━━ RECORD EXTRACTS ━━

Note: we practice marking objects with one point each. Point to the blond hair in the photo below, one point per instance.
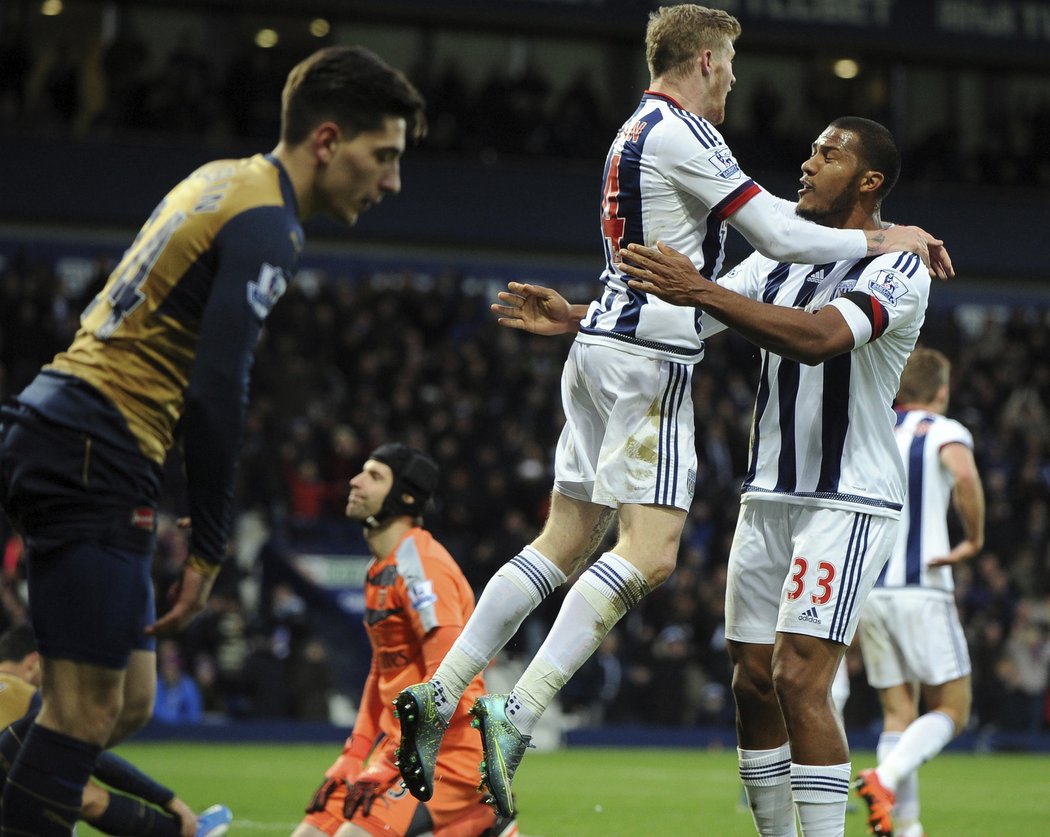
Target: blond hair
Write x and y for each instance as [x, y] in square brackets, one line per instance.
[676, 35]
[925, 373]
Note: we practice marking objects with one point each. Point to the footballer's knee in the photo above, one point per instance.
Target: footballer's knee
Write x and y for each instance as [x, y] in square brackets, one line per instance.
[134, 715]
[752, 682]
[93, 802]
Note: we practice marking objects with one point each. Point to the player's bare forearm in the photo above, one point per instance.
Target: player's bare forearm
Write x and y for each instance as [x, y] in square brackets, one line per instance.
[911, 239]
[792, 333]
[188, 594]
[538, 310]
[967, 493]
[964, 550]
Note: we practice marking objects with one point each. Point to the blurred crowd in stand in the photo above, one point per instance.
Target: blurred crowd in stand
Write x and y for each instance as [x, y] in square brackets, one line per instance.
[349, 361]
[128, 87]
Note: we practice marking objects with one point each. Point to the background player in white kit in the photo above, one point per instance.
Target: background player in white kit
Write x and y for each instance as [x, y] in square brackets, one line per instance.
[628, 443]
[909, 630]
[825, 485]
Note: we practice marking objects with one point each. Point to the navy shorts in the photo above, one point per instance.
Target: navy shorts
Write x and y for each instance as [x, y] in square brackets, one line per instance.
[87, 515]
[90, 603]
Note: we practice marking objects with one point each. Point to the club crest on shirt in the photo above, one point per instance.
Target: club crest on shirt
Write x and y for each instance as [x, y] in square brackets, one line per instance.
[264, 293]
[844, 287]
[728, 167]
[888, 286]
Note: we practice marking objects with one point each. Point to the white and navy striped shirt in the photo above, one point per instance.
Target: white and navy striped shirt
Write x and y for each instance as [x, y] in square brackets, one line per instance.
[669, 176]
[923, 532]
[823, 435]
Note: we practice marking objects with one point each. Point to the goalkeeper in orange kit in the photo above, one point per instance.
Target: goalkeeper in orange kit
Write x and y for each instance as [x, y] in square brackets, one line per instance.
[416, 603]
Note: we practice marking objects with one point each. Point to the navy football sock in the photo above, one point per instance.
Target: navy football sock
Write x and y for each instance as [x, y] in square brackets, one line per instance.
[128, 816]
[46, 783]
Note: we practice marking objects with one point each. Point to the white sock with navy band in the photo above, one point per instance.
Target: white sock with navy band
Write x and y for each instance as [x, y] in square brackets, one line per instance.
[596, 602]
[820, 793]
[767, 778]
[513, 592]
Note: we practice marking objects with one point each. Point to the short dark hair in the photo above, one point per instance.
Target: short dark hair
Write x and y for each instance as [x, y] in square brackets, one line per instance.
[17, 643]
[353, 87]
[877, 151]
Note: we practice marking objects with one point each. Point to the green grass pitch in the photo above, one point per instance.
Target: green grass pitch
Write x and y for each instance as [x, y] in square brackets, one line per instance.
[604, 792]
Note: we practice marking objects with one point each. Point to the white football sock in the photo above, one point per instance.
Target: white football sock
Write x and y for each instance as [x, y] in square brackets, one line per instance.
[767, 778]
[601, 597]
[820, 793]
[513, 592]
[924, 738]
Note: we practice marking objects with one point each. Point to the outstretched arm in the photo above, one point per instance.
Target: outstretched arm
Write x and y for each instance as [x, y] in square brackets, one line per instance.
[799, 335]
[539, 310]
[967, 496]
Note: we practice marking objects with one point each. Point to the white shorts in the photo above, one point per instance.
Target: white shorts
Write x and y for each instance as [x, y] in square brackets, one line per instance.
[629, 435]
[802, 569]
[912, 634]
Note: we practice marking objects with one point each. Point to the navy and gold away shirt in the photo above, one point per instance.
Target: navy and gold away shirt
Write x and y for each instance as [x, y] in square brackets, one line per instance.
[169, 340]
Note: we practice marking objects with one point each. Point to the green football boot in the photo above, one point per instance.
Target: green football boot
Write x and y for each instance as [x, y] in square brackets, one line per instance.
[422, 730]
[503, 748]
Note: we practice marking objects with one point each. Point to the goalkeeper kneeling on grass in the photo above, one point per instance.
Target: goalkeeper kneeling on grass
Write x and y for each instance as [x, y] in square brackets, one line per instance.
[416, 603]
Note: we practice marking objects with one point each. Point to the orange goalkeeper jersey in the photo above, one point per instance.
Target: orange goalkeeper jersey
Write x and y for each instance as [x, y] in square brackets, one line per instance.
[416, 588]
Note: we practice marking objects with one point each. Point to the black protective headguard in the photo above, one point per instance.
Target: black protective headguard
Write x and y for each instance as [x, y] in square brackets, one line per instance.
[415, 479]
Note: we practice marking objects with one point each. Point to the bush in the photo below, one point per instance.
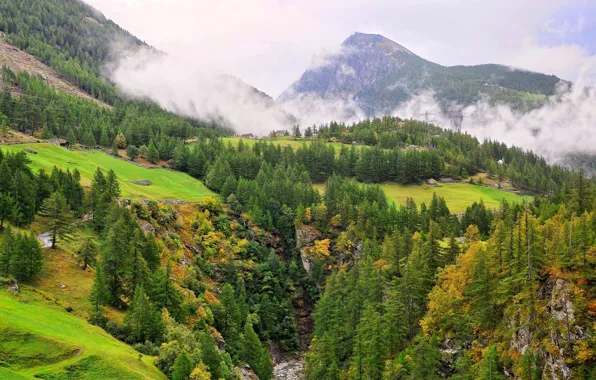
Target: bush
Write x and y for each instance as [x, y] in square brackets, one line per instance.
[147, 348]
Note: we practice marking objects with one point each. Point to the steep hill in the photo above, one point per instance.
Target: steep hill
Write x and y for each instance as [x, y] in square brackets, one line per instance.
[18, 60]
[379, 74]
[41, 341]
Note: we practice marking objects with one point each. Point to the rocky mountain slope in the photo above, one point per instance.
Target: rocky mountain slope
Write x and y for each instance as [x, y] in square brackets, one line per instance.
[379, 74]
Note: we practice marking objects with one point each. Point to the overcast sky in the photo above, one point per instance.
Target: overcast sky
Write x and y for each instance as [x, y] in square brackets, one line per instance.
[269, 43]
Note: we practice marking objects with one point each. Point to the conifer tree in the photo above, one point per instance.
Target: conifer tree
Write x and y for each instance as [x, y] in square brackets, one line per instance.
[132, 152]
[182, 367]
[6, 178]
[7, 251]
[120, 141]
[7, 209]
[57, 217]
[114, 151]
[165, 295]
[142, 320]
[71, 138]
[27, 258]
[104, 139]
[87, 253]
[254, 354]
[152, 153]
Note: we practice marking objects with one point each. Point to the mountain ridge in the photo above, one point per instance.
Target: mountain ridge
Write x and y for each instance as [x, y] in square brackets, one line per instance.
[379, 74]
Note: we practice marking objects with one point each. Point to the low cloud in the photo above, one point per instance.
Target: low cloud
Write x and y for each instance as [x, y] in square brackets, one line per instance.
[183, 86]
[563, 126]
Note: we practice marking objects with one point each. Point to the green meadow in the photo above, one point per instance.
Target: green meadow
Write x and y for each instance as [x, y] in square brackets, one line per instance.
[167, 184]
[457, 195]
[281, 141]
[42, 341]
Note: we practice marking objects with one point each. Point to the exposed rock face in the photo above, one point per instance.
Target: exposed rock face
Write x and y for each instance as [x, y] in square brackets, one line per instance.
[374, 75]
[558, 325]
[246, 373]
[305, 237]
[144, 182]
[292, 369]
[563, 331]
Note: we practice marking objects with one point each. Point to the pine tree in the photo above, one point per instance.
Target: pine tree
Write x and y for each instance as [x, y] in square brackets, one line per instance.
[7, 251]
[114, 151]
[165, 295]
[57, 217]
[6, 178]
[112, 185]
[87, 253]
[100, 294]
[254, 354]
[142, 320]
[89, 139]
[228, 318]
[104, 139]
[27, 258]
[182, 367]
[426, 357]
[132, 152]
[152, 153]
[7, 209]
[120, 141]
[71, 138]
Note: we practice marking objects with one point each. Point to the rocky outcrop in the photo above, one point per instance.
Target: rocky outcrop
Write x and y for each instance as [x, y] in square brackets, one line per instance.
[292, 369]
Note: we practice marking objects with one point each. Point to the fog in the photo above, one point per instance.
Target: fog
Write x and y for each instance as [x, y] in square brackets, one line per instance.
[565, 124]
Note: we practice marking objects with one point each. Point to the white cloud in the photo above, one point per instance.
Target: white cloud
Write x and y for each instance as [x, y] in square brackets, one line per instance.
[269, 43]
[565, 124]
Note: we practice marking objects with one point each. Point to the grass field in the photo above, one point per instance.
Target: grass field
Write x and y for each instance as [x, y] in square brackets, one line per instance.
[43, 341]
[283, 142]
[457, 195]
[167, 184]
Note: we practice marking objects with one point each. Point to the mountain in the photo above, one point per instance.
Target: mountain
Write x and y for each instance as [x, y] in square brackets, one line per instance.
[379, 74]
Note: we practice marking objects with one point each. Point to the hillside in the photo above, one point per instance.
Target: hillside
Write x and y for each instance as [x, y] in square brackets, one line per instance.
[41, 341]
[18, 61]
[165, 184]
[379, 74]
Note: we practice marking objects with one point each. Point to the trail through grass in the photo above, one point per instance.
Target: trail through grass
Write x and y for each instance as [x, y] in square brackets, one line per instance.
[457, 195]
[166, 184]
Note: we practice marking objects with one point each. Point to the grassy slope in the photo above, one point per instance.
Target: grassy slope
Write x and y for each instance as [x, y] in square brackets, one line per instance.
[50, 343]
[457, 195]
[167, 184]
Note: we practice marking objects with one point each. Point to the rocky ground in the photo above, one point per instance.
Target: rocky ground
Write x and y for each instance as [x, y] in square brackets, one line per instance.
[292, 369]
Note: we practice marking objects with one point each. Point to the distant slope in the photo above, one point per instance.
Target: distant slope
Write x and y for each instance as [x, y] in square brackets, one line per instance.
[41, 341]
[379, 74]
[68, 35]
[18, 60]
[166, 184]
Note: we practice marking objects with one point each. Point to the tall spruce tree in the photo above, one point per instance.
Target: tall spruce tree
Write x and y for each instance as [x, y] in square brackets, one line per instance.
[57, 218]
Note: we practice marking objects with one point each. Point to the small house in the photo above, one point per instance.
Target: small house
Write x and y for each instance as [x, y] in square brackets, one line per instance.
[59, 142]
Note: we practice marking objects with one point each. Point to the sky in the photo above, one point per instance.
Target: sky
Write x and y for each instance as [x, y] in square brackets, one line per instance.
[269, 43]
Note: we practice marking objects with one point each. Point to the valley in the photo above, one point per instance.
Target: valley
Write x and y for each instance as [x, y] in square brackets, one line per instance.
[141, 237]
[165, 184]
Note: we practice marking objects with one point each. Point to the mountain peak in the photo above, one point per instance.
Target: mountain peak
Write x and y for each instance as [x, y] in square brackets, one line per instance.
[366, 40]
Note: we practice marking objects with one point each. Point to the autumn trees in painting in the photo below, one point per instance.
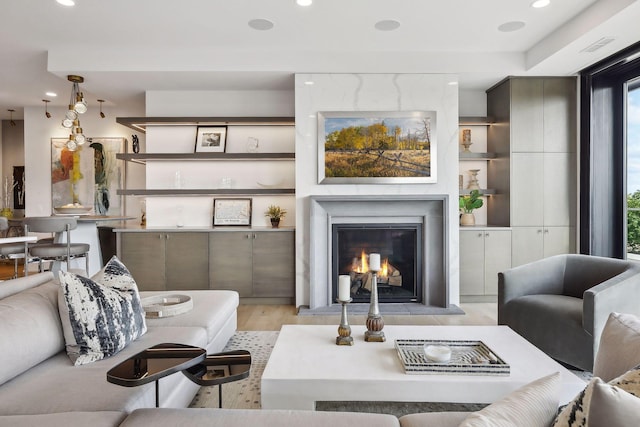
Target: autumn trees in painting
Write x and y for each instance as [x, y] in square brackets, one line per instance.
[368, 147]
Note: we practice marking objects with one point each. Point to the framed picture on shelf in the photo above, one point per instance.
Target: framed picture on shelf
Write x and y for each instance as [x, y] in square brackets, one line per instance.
[211, 139]
[231, 212]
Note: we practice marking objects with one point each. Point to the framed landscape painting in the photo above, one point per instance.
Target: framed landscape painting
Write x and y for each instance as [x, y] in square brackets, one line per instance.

━━━

• _GOAL_
Print once more, exactly, the lines from the one with "to the autumn" through the last line of the data, both ends included, without any pictures.

• _ANSWER TO THE PROBLEM_
Note: we practice marking objects with one point each. Point to the autumn trees in painting in the photo below, one point per instance.
Target: autumn trees in painting
Write x and y for each instance as [x, y] in square brackets, one line per instance.
[368, 147]
Note: we practice marking objects with one point each. Point to the framed picture on shelf in the photo above, one point per instance.
Target: framed picture on shelf
Write x and y for each instance as [x, y] in square brackets, one line per instance.
[211, 139]
[231, 212]
Note: we practice marking objects with one point each. Point to the framed landscape painting in the photo above, one point per instance.
Target: framed landscape painting
Write x and y for each instance as [x, y] in square brackets, one line per instance.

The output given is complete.